(Dataset records)
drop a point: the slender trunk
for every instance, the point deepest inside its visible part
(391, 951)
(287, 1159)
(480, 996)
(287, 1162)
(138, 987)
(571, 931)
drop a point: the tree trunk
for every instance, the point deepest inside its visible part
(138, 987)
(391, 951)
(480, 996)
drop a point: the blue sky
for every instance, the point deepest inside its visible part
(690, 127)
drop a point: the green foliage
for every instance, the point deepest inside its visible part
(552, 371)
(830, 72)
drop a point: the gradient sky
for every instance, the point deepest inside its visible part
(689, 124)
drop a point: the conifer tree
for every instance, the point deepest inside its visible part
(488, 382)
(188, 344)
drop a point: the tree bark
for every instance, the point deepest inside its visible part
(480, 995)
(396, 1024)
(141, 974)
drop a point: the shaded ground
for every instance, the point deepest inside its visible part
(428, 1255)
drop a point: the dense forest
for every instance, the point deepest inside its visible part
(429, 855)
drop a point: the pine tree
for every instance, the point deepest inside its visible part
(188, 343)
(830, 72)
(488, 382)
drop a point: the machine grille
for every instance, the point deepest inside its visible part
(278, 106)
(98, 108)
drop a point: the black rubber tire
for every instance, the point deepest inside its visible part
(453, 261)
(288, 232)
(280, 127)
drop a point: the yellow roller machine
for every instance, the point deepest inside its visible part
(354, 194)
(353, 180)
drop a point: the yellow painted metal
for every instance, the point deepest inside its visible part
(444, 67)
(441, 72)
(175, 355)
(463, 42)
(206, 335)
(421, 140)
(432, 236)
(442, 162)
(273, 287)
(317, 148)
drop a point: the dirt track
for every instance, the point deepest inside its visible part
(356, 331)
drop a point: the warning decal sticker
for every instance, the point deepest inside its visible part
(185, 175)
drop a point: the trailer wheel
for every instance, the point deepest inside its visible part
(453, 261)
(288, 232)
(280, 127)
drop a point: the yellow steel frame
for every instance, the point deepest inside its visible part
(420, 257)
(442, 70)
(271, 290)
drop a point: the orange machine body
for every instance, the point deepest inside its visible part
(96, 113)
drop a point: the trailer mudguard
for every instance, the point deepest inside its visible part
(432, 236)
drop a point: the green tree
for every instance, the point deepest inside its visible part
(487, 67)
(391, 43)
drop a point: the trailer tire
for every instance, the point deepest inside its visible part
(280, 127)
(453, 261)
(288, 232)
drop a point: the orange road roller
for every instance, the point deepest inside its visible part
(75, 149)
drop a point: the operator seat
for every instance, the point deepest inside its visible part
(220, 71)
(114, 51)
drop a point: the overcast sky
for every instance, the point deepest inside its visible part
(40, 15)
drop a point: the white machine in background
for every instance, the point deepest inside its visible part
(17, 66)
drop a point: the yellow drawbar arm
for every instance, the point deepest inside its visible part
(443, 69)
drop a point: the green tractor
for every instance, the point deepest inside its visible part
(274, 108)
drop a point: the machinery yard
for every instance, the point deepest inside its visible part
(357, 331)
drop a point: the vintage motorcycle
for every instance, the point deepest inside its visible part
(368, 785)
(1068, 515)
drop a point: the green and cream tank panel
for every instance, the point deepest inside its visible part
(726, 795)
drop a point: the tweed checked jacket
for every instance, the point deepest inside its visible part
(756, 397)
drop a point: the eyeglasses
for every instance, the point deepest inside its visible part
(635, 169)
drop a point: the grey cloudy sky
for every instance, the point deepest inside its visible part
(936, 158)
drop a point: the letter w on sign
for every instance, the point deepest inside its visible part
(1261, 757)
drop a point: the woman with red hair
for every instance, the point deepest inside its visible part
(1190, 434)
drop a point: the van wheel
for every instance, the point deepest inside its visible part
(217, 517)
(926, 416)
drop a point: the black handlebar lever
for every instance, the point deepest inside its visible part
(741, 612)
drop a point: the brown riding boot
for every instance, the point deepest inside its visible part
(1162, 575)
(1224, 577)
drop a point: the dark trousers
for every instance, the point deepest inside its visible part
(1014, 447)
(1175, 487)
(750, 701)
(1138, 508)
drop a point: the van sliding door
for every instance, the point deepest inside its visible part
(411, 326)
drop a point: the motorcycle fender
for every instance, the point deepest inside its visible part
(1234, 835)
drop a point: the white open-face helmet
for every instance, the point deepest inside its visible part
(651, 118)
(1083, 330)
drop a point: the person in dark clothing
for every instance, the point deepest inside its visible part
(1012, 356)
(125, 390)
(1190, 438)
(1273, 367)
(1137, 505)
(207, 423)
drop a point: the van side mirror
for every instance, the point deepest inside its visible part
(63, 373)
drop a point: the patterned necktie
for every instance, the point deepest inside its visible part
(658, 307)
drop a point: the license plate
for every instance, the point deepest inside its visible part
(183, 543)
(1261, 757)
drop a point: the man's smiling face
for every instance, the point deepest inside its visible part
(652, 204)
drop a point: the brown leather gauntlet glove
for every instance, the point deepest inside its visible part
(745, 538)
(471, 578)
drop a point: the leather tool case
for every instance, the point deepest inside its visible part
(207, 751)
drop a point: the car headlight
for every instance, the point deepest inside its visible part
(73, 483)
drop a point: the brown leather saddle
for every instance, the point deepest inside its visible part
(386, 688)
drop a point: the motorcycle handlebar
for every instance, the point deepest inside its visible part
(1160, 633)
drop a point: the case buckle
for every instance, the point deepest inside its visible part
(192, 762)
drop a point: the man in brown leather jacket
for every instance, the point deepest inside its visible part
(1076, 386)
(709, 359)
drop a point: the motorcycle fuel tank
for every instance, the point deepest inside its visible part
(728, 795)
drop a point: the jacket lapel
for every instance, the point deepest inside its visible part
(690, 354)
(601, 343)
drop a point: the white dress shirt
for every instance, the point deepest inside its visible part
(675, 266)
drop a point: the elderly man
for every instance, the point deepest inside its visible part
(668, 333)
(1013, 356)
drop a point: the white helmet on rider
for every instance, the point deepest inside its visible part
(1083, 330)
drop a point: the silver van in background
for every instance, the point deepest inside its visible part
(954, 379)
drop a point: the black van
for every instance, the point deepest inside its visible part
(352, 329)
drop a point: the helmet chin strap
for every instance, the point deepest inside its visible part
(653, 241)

▸ **WHAT YOU WILL DO**: Print, exactly and only, the lines running from the one with "drop a point: the silver van in background" to the end of the data above.

▸ **SOLUTION FOR THIS EXERCISE**:
drop a point: the silver van in background
for every instance, the point deepest inside its visible part
(954, 379)
drop a point: the black van
for every instance, the point deepest inside its visible part
(352, 329)
drop a point: the helmet chin strap
for every instance, the point deepest inside its visible part
(653, 241)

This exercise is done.